# Passage shown:
= = =

Israel has actually shot down drones that entered or approached its airspace.  In 2014, during the Gaza war, Israel used a Patriot missile to destroy an unmanned Hamas aircraft over the Israeli city of Ashdod.  In February 2017, an Israeli fighter jet shot down a Hamas drone that took off from the Gaza Strip, hitting it before it entered Israeli airspace.  In that case, the military stated that the interception prevented an “immediate threat of infiltration.” And in November 2017, Israel shot down a drone that tried to infiltrate its airspace from Syria.  It intercepted the drone with a Patriot missile while it was over the Golan Heights.  As for India, in 2019 an Indian air force jet shot down what reportedly was a Pakistani drone in Indian airspace.  In the Israeli and Indian situations, it is unclear whether the states using force first tried to warn the drones or their operators (if known).

This leaves unresolved whether there is an international legal requirement for a territorial state to give a warning to a military aircraft that has entered its airspace when the territorial state is not engaged in an armed conflict and there is no reason to believe that the aircraft poses an imminent threat of an armed attack.  It appears to be U.S. policy to warn where possible, and other states may take this approach as well.  There is no indication in press reports that Iran attempted to warn the U.S. drone or its operators that it had entered Iranian airspace.  Further, nothing in Iran’s rhetoric indicates that it deemed the drone flight to be an armed attack that triggered its right of self-defense and rendered it necessary to use force.

If the U.S. drone was in international airspace and was not engaged in hostile military activities, however, Iran did indeed engage in an internationally wrongful act by shooting it down. On its own, however, most would conclude that this would only warrant U.S. responses short of using military force, such as lawful countermeasures. To warrant a U.S. military response, Iran’s actions would have to trigger the inherent right to self-defense referenced in Article 51 of the U.N. Charter, which is an exception to the prohibition on the use of force between states in Article 2(4) of the same.  Those states that abide by the standard set forth in the International Court of Justice’s Nicaragua decision may have doubts as to whether an attack on an unmanned drone is one of “the most grave forms of the use of force” necessary to trigger the right to self-defense. But the United States has openly objected to this standard and argued that the right can be triggered by any use of “deadly force by the military personnel of another state[,]” including in cases that resulted in no fatalities.  In the present case, the fact that the Iranian attack could not under any scenario have resulted in fatalities—because the drone was unmanned—no doubt weighs against a U.S. claim of self-defense and presents what is, to our knowledge, a question of first impression. That said, it is still undoubtedly a foreign military attack on a U.S. aircraft engaged in lawful activities in international airspace, which the U.S. executive branch, at least, seems likely to find sufficient to trigger a forcible response.

This does not, however, provide the United States with a blank check. As U.S. military doctrine acknowledges, any response will have to satisfy a variety of international legal requirements, including those of necessity and proportionality under the jus ad bellum, as well as distinction, necessity and proportionality under the jus in bello. In short, this means any response will have to be pursuant to a legitimate military need, employ only a level of force proportional to the military advantage provided, and scrupulously minimize damage to non-military targets, including civilian casualties. Implementing these obligations necessarily entails a substantial amount of judgment by military personnel, which can lead to disagreements.  Nonetheless, there is no debate that international law sets important limits on how the United States may pursue a military response.

 

 

I think Bolton and his warmongering team don't care about international law considerations  but these aspects will have an impact on how many countries will react to this evolving crisis.

= = =

# Tasks to perform:
A - According to the passage on drone shootdowns, what did Israel use in 2014 to destroy the unmanned Hamas aircraft over Ashdod?
B - Please copy the passage on drone shootdowns between "This leaves unresolved" and "to use force.", inclusive.
The records after this point are separate from the passage on drone shootdowns.

# Entries provided:
= = =

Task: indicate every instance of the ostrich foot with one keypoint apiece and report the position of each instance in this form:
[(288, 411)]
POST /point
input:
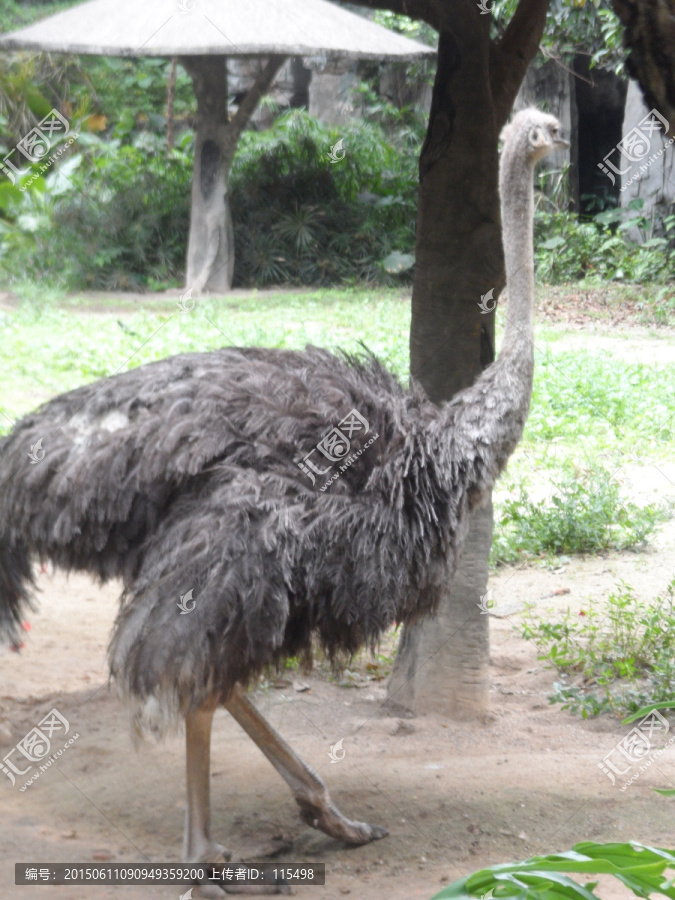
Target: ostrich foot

= = =

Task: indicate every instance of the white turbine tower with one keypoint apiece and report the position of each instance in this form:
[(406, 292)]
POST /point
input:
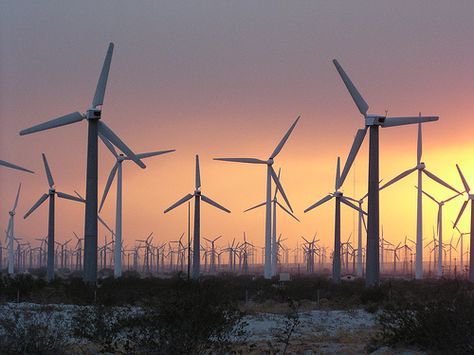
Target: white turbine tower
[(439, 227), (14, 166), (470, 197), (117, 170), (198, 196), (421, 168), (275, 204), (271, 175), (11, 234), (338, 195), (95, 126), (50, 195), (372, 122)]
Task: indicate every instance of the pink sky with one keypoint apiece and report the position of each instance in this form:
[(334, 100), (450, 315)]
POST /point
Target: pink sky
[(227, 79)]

= = =

# Written answers:
A - A Patriot missile.

B -
This leaves unresolved whether there is an international legal requirement for a territorial state to give a warning to a military aircraft that has entered its airspace when the territorial state is not engaged in an armed conflict and there is no reason to believe that the aircraft poses an imminent threat of an armed attack.  It appears to be U.S. policy to warn where possible, and other states may take this approach as well.  There is no indication in press reports that Iran attempted to warn the U.S. drone or its operators that it had entered Iranian airspace.  Further, nothing in Iran’s rhetoric indicates that it deemed the drone flight to be an armed attack that triggered its right of self-defense and rendered it necessary to use force.